### The data
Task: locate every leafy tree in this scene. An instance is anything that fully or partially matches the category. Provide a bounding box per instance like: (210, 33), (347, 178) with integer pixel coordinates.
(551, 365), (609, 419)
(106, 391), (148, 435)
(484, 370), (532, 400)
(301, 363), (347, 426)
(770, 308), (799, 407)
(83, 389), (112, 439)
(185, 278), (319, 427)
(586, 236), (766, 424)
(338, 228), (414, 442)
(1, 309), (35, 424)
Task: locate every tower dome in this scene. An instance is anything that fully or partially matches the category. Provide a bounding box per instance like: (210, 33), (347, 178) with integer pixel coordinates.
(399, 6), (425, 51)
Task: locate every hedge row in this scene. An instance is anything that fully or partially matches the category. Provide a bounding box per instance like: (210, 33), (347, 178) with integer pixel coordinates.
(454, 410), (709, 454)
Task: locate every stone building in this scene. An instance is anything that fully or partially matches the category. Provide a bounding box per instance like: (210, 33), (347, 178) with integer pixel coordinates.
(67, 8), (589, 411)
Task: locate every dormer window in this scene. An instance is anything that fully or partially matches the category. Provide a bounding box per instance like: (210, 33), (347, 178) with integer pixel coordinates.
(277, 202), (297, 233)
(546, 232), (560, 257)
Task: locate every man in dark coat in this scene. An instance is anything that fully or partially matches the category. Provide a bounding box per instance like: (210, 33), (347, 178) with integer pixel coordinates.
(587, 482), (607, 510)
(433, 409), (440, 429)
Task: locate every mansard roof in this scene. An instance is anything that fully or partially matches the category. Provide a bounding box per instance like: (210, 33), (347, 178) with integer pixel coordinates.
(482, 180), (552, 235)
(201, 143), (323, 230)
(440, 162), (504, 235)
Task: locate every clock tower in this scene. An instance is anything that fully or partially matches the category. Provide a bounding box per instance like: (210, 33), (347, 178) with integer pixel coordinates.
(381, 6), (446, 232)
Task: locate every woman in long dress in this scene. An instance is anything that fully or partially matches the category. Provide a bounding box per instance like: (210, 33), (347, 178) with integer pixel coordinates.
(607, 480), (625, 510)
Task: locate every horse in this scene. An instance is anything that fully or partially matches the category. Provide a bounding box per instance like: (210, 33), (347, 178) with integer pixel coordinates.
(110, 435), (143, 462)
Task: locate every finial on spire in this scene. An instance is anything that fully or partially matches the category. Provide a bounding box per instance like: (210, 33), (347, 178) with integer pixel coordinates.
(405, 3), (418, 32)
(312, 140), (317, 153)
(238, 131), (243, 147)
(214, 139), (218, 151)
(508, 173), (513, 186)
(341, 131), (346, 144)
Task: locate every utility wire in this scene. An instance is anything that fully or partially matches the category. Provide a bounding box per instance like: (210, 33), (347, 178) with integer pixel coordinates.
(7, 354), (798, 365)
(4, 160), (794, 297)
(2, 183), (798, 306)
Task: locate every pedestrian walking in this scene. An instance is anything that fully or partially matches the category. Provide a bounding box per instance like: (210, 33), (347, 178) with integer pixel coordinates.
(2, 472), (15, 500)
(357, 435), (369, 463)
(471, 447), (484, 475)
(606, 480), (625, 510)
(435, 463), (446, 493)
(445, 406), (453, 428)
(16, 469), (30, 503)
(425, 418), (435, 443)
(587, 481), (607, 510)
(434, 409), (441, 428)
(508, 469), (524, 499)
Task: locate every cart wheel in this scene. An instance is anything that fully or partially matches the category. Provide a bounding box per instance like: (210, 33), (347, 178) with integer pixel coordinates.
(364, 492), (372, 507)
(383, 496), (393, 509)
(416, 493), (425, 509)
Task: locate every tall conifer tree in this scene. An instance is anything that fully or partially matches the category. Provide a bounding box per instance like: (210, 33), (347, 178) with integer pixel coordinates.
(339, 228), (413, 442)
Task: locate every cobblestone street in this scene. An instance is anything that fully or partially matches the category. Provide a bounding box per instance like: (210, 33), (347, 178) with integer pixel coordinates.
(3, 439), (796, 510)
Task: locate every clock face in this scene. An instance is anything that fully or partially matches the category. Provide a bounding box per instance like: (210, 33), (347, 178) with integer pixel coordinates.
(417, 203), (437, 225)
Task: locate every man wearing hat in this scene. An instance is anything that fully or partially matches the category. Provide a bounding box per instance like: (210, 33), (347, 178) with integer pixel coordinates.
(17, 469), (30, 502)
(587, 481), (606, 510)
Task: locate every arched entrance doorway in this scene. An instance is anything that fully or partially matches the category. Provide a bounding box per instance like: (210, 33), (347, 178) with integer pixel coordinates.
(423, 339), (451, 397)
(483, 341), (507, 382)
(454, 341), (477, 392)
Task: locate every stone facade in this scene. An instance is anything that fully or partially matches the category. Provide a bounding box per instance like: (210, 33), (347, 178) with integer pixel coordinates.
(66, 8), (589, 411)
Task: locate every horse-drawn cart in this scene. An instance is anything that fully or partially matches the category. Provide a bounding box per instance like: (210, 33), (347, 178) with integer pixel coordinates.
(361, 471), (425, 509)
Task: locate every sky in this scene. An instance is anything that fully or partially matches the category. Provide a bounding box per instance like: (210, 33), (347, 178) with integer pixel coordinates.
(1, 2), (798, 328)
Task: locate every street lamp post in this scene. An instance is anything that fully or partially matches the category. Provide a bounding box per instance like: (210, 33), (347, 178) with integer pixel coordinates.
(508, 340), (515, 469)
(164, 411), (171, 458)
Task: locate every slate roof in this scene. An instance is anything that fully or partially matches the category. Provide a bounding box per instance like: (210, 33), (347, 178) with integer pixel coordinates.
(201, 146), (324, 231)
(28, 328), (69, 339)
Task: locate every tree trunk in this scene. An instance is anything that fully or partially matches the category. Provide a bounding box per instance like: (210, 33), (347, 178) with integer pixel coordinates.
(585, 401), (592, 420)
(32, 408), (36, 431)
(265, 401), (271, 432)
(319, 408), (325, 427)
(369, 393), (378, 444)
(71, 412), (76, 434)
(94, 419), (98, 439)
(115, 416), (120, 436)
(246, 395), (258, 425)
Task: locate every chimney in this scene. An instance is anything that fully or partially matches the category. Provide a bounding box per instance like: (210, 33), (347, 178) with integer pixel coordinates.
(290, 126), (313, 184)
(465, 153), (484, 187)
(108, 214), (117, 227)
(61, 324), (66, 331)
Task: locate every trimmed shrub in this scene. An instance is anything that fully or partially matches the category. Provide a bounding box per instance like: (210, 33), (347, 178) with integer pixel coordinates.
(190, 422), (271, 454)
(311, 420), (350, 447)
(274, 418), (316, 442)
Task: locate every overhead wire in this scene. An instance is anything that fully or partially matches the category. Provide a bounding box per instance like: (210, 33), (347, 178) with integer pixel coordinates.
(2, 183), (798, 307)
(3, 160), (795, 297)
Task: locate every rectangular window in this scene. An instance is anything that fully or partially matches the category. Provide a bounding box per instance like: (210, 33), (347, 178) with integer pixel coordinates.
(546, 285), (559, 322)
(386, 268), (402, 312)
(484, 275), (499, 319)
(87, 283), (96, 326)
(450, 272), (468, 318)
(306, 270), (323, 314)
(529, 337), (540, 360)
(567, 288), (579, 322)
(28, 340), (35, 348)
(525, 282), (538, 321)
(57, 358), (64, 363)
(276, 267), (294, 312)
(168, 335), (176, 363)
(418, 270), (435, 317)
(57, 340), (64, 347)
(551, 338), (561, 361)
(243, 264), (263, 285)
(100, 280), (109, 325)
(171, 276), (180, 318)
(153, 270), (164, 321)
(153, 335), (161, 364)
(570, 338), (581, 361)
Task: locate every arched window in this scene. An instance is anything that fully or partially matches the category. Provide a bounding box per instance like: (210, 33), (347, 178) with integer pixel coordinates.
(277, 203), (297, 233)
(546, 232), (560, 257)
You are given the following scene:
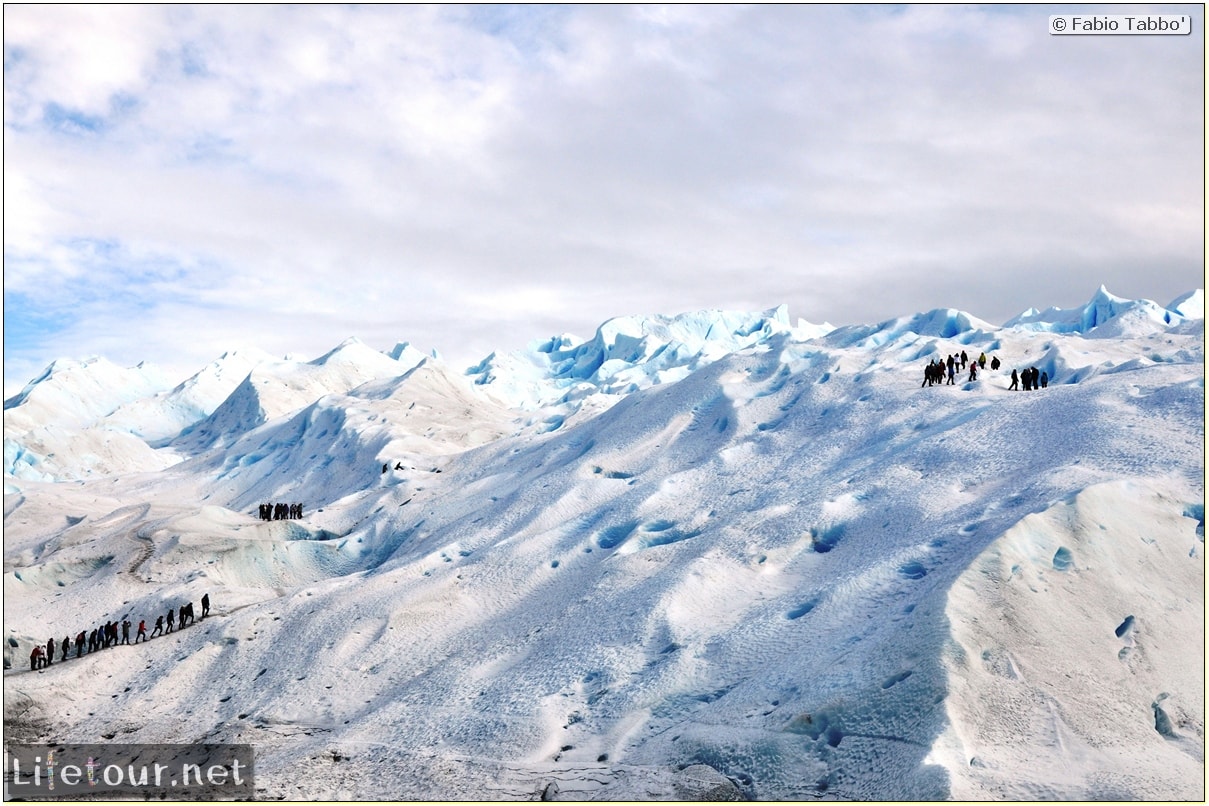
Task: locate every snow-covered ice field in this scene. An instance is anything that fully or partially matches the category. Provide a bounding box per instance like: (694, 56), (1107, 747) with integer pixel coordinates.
(4, 287), (1204, 800)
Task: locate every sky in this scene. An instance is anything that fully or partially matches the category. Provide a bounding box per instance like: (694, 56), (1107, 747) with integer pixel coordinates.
(3, 4), (1205, 396)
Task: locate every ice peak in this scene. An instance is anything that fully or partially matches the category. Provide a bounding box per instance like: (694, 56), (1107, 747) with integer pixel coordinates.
(1167, 288), (1204, 320)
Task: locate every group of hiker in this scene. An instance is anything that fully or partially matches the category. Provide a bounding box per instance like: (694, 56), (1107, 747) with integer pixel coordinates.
(258, 502), (304, 520)
(28, 593), (211, 671)
(921, 350), (1049, 390)
(381, 462), (443, 474)
(1008, 366), (1048, 390)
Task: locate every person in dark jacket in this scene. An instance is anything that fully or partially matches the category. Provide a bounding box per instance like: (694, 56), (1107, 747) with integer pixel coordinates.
(1009, 369), (1019, 390)
(46, 637), (54, 665)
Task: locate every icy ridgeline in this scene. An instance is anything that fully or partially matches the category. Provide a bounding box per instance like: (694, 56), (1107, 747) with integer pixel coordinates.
(2, 289), (1204, 800)
(466, 304), (832, 408)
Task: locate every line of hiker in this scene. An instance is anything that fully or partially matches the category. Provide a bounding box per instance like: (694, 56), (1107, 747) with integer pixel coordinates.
(922, 350), (1048, 390)
(28, 593), (211, 671)
(258, 502), (304, 520)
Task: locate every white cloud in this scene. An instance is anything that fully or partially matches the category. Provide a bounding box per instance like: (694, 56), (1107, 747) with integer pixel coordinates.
(4, 4), (169, 123)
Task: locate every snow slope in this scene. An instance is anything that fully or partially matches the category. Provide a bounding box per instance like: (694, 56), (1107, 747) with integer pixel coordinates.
(933, 479), (1204, 800)
(3, 290), (1203, 800)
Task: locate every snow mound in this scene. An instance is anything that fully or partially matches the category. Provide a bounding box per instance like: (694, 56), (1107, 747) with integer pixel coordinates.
(177, 338), (422, 450)
(823, 308), (998, 350)
(202, 357), (518, 514)
(1005, 286), (1189, 337)
(3, 358), (178, 480)
(388, 341), (433, 365)
(104, 348), (277, 443)
(4, 357), (173, 431)
(1168, 289), (1205, 320)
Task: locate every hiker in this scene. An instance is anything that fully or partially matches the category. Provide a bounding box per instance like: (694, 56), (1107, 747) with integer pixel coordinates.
(135, 620), (147, 644)
(1040, 371), (1049, 388)
(75, 631), (86, 658)
(166, 608), (176, 634)
(151, 615), (164, 638)
(960, 350), (968, 369)
(46, 637), (55, 665)
(946, 357), (956, 385)
(178, 605), (188, 630)
(978, 352), (987, 369)
(30, 645), (42, 671)
(121, 620), (131, 645)
(990, 356), (1000, 370)
(61, 635), (70, 662)
(1009, 369), (1019, 390)
(201, 593), (210, 619)
(968, 361), (978, 382)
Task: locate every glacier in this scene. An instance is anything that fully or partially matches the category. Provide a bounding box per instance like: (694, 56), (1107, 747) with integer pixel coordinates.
(3, 287), (1204, 800)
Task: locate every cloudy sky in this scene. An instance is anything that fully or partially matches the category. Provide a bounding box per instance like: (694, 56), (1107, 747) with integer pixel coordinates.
(4, 4), (1204, 395)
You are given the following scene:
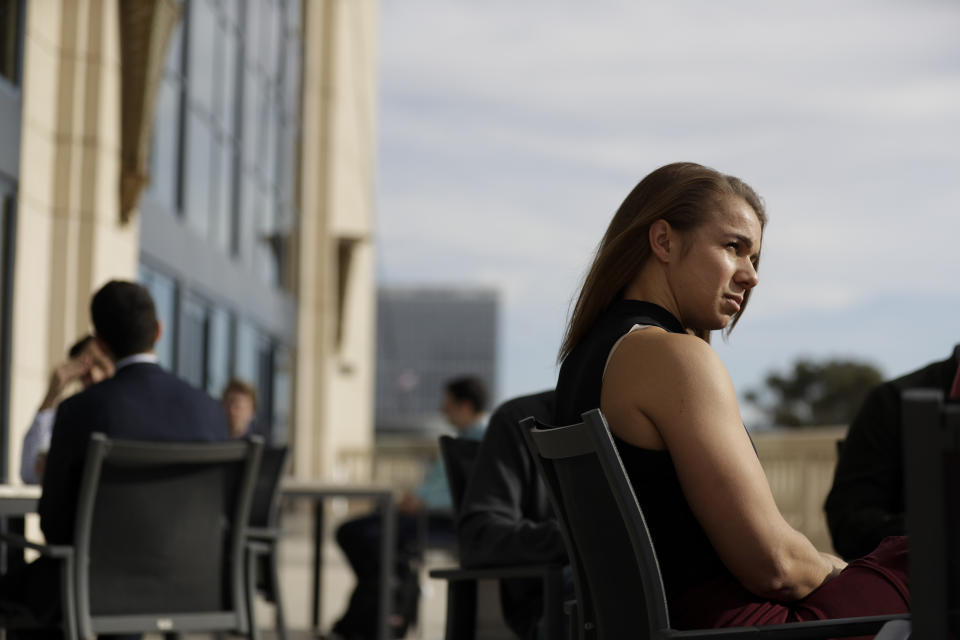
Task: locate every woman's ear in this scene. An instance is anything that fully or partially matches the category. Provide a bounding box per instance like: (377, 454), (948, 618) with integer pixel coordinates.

### Aim of the exercise
The line containing "Task: locate every cloudy" and every line after it, through the end of the records, are what you should retype exactly. Do not include the pictures.

### Worked solution
Task: locate every cloudy sky in this scene. An instance is anything that fully or partially matches the category. Provide a bounding box per instance like: (694, 56), (1107, 747) with integer pixel coordinates.
(4, 4), (1204, 395)
You are given the following scene:
Task: locate every woman's ear in this scene. An instance is anything that fully or partially matches the category. Provide a bounding box per instance like: (377, 454), (948, 618) with integer pixel coordinates.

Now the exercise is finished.